- **原文摘录**:
• • • • • • •

思路概括:由于赚到的钱不会还卡,那么问题的核心是如何把现金和信用卡统一起来:考虑赚到的钱,虽然不会还卡,但是在后面的消费中会优先使用现金.所以赚/花的钱只会影响影响后续的行为,而不会影响之前欠款.所以按时间排序,给父亲收到信息的顺序标号,再给按时间排序的信息标号,所以我们只需要一直维护区间的最小值,然后输出出来就好
#include<iostream>
#include<cstdio>
#include<cstring>
#include<algorithm>
#include<bitset>
#include<cassert>
#include<cctype>
#include<cmath>
#include<cstdlib>
#include<ctime>
#include<deque>
#include<iomanip>
#include<list>
#include<map>
#include<queue>
#include<set>
#include<stack>
#include<vector>
using namespace std;
typedef long long ll;
const double pi = acos(-1.0);
const ll mod = 1e9 + 7;
const int inf = 0x3f3f3f3f;
const int maxn = 1e5 + 50;
struct node
{
int id;
int d, mon, m, h, miu;
}s[maxn];
int n;
int mone[maxn];
int tot[maxn];
bool cmp(node a, node b)
{
if(a.m != b.m) return a.m < b.m;
else
{
if(a.d != b.d) return a.d < b.d;
else
{
if(a.h != b.h) return a.h < b.h;
else
{
return a.miu < b.miu;
}
}
}
}
struct nodd
{
int lt, rt;
ll mi, lazy;
}tree[4 * maxn];
void pushdown(int k)

• • • • • • •

- **书面任务**:
根据上面的摘录回答:
(a) 思路概括中说,赚到的钱虽然不会还卡,但在后面的消费中会怎样?
(b) 常量 maxn 被定义为多少?
(c) 比较函数 cmp 依次比较结构体 node 的哪几个成员?

已存条目
• • • • • • •

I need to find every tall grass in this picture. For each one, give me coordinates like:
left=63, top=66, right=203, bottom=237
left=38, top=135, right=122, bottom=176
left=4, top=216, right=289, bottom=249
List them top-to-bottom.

• • • • • • •

- **本题解答**:
(a) 会优先使用现金。
(b) 1e5 + 50。
(c) 依次比较 m、d、h、miu。